Records supplied —
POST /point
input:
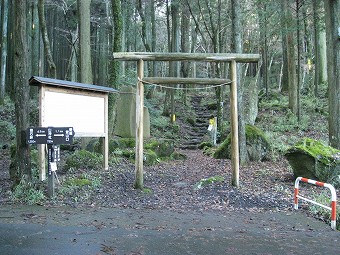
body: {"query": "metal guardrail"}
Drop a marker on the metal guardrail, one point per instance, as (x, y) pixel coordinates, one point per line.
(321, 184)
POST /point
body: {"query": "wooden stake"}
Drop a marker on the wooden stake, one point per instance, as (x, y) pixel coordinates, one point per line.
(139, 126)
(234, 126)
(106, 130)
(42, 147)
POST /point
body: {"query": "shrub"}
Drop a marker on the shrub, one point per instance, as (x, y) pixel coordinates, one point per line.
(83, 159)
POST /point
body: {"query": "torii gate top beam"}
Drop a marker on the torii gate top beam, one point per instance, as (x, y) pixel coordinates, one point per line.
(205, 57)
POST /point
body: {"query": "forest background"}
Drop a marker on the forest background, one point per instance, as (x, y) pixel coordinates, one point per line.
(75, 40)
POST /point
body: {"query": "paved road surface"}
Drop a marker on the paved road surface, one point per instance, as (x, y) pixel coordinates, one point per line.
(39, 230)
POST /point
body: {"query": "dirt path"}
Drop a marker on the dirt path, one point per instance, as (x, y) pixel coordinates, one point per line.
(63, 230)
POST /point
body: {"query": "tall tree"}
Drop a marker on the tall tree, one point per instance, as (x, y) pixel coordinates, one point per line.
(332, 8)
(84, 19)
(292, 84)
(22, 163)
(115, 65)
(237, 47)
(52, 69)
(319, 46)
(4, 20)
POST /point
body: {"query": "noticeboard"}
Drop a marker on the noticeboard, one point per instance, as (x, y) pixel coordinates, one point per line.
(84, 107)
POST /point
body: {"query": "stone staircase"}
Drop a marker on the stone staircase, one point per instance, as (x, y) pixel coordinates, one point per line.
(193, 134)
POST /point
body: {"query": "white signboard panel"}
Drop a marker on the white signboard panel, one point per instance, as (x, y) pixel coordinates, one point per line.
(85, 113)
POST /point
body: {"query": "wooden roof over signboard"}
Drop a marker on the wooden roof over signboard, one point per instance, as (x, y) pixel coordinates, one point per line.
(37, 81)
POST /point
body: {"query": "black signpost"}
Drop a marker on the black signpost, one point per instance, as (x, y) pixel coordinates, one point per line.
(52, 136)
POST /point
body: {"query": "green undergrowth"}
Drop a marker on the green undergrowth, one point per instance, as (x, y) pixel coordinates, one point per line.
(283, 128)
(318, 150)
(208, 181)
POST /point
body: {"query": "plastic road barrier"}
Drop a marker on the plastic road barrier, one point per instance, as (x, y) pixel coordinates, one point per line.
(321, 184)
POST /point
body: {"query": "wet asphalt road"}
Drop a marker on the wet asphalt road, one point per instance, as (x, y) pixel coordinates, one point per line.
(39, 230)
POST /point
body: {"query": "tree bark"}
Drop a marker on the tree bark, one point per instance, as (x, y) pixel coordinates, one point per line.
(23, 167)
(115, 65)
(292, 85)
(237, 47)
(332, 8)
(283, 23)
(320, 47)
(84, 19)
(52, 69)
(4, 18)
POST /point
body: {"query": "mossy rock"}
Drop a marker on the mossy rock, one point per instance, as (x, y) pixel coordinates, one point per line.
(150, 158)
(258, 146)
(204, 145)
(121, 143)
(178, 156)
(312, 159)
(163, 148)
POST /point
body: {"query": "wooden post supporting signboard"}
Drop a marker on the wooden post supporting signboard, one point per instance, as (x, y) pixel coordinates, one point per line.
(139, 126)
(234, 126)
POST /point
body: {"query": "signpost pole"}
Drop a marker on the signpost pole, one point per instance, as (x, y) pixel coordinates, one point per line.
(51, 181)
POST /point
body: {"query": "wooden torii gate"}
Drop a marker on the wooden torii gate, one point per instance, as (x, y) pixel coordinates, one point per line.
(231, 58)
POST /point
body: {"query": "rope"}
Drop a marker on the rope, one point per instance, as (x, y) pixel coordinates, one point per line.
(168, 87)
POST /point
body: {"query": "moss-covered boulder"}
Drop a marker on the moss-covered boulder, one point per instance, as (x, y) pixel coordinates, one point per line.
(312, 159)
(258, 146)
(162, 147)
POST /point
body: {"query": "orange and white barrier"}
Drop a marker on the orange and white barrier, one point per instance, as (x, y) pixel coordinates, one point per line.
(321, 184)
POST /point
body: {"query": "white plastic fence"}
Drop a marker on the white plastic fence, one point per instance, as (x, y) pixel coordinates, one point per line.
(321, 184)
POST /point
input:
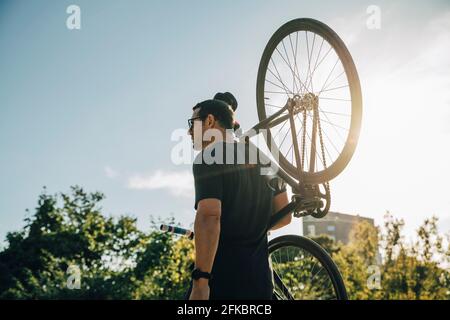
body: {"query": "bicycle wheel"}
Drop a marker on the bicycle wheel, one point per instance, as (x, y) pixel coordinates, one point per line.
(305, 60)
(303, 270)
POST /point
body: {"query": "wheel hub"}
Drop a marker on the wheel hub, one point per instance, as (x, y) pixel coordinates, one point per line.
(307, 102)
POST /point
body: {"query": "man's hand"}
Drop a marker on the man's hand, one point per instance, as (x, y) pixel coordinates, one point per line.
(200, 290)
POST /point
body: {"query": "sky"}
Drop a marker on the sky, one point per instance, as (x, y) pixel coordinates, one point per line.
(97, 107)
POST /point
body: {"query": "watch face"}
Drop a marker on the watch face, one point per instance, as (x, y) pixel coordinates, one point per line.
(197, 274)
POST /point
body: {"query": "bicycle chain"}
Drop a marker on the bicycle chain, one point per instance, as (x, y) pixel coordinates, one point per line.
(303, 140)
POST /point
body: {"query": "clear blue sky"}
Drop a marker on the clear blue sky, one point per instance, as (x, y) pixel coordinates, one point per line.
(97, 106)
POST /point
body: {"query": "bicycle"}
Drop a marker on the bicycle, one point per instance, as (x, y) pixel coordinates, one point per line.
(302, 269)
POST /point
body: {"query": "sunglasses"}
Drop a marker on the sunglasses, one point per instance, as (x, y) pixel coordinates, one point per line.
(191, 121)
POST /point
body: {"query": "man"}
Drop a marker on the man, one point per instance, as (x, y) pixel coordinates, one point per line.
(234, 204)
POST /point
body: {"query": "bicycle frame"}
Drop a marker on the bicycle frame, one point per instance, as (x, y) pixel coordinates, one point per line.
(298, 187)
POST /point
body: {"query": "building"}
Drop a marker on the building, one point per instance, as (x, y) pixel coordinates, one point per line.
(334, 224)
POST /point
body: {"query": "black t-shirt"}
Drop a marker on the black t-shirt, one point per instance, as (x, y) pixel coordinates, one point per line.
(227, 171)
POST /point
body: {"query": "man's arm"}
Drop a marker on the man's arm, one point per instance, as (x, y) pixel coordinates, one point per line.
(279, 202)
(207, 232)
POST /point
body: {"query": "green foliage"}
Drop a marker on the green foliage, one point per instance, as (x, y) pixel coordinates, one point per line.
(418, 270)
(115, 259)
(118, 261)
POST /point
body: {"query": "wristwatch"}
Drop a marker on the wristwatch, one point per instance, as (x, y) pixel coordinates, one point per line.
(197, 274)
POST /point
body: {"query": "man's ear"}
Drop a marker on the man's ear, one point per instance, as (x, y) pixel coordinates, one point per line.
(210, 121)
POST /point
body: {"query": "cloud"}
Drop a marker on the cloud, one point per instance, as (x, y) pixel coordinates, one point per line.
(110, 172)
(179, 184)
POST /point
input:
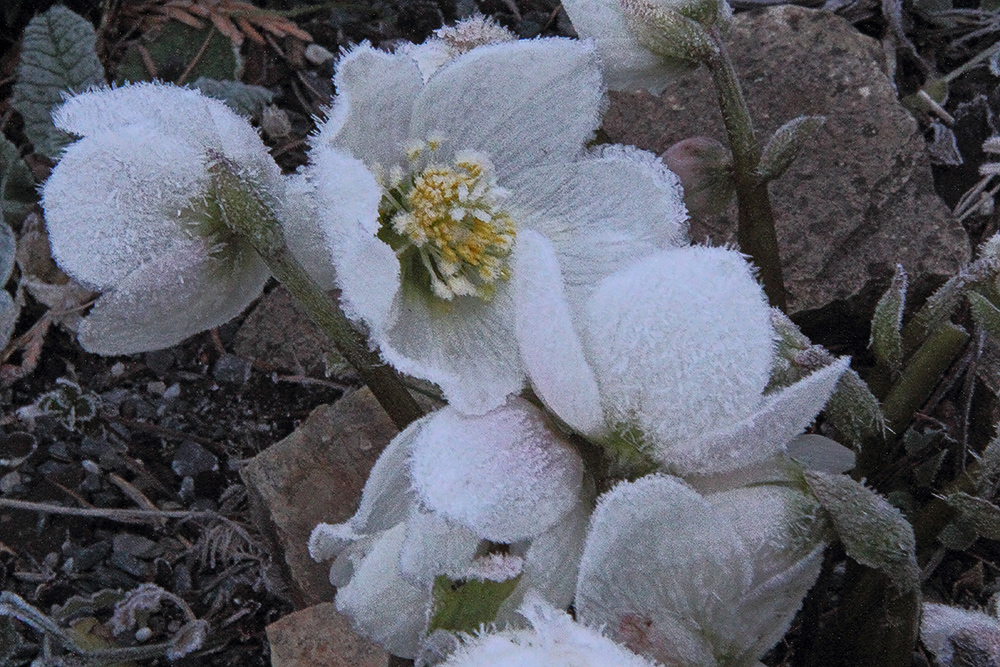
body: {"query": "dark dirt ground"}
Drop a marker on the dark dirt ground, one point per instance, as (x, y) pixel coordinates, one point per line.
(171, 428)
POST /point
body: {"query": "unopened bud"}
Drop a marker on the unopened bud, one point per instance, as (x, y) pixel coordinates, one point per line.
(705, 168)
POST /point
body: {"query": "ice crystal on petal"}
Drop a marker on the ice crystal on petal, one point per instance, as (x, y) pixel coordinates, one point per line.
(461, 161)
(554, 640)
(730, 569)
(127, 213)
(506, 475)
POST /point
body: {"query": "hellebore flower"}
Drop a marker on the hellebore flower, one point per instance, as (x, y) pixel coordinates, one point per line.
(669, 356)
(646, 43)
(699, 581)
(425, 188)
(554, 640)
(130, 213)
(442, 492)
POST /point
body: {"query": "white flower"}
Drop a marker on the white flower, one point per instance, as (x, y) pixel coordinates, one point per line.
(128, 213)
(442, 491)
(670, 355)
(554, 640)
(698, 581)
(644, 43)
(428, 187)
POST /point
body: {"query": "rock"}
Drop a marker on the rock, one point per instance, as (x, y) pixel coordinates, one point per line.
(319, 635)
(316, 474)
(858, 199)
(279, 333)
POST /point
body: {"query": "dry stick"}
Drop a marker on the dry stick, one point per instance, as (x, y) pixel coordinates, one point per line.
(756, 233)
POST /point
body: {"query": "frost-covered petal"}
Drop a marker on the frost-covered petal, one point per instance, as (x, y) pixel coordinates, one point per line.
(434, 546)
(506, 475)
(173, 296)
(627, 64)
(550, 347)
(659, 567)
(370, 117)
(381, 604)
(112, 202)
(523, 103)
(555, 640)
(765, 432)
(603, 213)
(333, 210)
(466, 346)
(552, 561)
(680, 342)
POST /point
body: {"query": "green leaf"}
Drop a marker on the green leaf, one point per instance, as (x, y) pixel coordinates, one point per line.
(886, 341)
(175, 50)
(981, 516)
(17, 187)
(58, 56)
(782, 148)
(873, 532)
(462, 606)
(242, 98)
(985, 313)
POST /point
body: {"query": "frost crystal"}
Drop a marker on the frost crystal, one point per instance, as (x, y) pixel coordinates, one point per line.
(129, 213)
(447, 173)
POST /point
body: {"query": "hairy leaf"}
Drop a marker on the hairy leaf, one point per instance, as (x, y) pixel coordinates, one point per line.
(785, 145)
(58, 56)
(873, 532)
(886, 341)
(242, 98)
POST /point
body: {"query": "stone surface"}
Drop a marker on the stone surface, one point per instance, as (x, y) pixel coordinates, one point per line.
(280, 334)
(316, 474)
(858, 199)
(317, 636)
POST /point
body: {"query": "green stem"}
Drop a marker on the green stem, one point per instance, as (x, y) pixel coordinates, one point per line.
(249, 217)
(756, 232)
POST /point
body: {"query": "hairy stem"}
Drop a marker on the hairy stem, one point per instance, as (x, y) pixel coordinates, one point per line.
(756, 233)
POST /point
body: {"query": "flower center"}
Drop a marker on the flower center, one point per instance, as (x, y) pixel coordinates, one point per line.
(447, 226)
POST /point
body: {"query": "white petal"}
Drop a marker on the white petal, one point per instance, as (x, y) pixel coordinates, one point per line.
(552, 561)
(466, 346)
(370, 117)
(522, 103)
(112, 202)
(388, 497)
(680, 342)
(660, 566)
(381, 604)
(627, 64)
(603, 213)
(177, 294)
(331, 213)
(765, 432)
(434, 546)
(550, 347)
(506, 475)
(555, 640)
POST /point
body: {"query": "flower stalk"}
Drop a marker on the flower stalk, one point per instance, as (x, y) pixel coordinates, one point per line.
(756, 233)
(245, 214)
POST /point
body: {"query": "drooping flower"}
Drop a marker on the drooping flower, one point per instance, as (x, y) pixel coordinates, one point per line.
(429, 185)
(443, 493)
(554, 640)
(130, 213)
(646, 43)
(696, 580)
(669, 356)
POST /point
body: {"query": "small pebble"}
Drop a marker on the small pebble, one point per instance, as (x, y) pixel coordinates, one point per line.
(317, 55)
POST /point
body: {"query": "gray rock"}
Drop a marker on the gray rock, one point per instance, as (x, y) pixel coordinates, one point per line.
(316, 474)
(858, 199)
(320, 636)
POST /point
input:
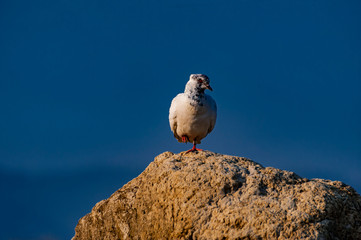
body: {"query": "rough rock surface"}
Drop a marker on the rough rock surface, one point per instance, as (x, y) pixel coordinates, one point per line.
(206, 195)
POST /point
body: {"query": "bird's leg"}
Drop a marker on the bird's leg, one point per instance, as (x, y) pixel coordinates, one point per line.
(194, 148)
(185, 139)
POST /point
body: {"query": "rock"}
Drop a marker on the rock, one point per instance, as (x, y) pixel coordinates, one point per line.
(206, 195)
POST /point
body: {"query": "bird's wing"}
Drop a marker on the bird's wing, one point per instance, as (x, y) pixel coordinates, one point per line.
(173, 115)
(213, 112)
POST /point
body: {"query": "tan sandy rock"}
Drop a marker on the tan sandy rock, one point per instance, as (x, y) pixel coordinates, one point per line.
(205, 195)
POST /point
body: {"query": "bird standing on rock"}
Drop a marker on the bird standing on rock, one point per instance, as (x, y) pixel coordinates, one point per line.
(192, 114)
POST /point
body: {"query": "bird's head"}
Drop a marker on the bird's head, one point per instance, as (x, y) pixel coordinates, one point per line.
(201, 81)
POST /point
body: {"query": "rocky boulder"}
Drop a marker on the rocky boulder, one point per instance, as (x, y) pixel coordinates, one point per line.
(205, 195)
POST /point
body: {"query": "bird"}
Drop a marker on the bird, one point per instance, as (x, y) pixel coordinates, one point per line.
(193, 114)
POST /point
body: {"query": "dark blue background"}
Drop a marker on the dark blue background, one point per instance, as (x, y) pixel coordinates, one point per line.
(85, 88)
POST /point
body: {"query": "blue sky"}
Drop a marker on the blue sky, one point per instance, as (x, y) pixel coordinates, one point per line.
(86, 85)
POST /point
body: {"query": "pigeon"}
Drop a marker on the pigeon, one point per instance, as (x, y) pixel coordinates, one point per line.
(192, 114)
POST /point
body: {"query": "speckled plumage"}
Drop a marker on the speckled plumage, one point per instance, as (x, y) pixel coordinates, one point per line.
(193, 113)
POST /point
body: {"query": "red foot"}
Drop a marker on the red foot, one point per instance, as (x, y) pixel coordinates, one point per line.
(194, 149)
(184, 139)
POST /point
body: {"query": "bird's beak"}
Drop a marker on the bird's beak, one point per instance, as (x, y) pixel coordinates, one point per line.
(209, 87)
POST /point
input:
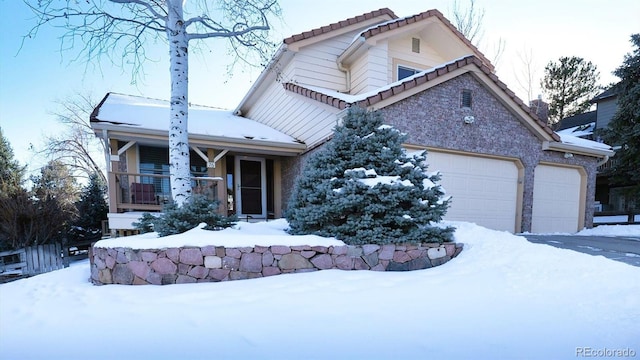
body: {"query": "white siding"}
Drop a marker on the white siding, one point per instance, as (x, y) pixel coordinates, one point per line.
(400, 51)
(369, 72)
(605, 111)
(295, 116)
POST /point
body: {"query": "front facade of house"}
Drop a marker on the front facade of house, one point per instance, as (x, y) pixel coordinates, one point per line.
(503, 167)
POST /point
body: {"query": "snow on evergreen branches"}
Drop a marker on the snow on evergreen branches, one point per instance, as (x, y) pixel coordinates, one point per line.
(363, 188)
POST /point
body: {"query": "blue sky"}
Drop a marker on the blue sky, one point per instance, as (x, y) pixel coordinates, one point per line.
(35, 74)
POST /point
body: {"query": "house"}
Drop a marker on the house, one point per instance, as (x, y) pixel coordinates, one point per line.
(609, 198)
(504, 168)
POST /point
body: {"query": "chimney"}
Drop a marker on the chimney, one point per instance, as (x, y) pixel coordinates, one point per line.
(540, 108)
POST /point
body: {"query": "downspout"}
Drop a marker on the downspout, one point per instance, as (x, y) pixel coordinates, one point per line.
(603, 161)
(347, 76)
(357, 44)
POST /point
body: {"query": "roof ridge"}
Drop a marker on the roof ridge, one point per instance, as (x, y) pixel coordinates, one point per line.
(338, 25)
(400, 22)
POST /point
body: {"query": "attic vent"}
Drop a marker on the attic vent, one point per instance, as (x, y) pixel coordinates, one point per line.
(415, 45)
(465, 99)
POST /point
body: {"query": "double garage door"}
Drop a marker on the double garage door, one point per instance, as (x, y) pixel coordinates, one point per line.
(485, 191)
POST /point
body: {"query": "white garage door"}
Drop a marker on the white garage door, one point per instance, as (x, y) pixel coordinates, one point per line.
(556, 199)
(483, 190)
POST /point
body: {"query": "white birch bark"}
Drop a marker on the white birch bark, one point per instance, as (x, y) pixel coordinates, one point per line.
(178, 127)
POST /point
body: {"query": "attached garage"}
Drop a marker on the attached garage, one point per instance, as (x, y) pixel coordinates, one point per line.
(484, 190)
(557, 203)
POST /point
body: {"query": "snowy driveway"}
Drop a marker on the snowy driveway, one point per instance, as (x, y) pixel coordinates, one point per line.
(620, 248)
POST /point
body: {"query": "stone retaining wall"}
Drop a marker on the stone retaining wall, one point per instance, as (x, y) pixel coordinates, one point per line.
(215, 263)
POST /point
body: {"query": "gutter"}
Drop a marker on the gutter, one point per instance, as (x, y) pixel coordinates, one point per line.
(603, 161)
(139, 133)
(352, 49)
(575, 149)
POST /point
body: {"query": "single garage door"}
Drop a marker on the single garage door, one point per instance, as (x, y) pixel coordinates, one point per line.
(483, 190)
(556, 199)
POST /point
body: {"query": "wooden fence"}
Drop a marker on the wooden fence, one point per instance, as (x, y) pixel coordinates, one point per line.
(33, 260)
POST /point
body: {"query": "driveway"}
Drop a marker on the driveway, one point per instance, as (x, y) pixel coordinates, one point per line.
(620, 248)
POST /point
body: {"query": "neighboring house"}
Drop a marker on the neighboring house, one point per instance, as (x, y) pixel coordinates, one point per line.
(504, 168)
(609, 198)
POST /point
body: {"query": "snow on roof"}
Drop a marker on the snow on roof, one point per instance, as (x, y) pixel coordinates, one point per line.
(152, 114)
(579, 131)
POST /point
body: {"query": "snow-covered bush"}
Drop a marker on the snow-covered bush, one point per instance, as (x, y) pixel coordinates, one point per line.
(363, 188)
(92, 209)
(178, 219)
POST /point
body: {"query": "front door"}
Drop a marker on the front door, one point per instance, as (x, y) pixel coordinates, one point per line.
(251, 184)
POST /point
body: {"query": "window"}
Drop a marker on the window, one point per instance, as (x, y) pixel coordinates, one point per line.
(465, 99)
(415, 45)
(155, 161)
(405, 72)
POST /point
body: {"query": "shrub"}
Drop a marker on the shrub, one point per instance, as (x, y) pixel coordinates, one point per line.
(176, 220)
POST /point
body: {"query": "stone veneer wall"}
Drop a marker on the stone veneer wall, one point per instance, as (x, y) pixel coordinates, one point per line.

Exercise requirements — Extract every line of the material above that contains the string "panel", copying each line in full.

Exercise solution —
body: {"query": "white signboard panel"}
Drop a marker on the white signboard panel, one point per instance, as (x, y) pixel coordinates, one point per line.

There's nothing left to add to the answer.